Supplied records:
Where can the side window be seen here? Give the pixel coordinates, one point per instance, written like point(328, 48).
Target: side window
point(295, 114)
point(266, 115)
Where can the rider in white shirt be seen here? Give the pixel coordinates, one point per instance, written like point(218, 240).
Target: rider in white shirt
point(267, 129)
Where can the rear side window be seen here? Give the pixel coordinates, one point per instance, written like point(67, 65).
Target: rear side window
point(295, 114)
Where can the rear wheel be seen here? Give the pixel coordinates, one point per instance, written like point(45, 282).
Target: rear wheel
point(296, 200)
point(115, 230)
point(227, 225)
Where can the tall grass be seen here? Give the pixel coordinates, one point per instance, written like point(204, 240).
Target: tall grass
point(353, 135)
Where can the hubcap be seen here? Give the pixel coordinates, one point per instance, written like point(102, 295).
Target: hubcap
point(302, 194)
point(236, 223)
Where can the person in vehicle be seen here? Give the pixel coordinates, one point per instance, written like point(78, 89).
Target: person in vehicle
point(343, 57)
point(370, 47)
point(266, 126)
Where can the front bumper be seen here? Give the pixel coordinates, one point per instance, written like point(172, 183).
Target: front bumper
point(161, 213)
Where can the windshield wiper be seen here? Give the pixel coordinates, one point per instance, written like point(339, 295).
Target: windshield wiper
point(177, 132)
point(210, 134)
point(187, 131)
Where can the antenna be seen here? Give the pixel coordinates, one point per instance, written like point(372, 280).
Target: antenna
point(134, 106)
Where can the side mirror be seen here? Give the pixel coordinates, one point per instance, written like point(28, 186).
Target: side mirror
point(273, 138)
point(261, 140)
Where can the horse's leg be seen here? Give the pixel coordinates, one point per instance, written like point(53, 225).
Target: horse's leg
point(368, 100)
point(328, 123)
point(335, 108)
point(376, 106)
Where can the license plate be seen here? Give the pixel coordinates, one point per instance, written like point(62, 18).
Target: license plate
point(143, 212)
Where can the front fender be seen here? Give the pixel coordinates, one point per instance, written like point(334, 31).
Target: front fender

What the task asks:
Please rewrite everything from the line containing "Where can the windshield" down to the line containing "point(134, 106)", requests included, and shift every coordinate in the answer points by -11. Leave the sample points inside the requests unchanged.

Response to the exercise:
Where can the windshield wiper be seen here? Give the pixel coordinates, one point per instance, written like point(339, 295).
Target: windshield wiper
point(166, 121)
point(199, 123)
point(176, 120)
Where can the antenna be seen here? Give the pixel coordinates, one point per instance, written like point(372, 280).
Target: antenna
point(123, 95)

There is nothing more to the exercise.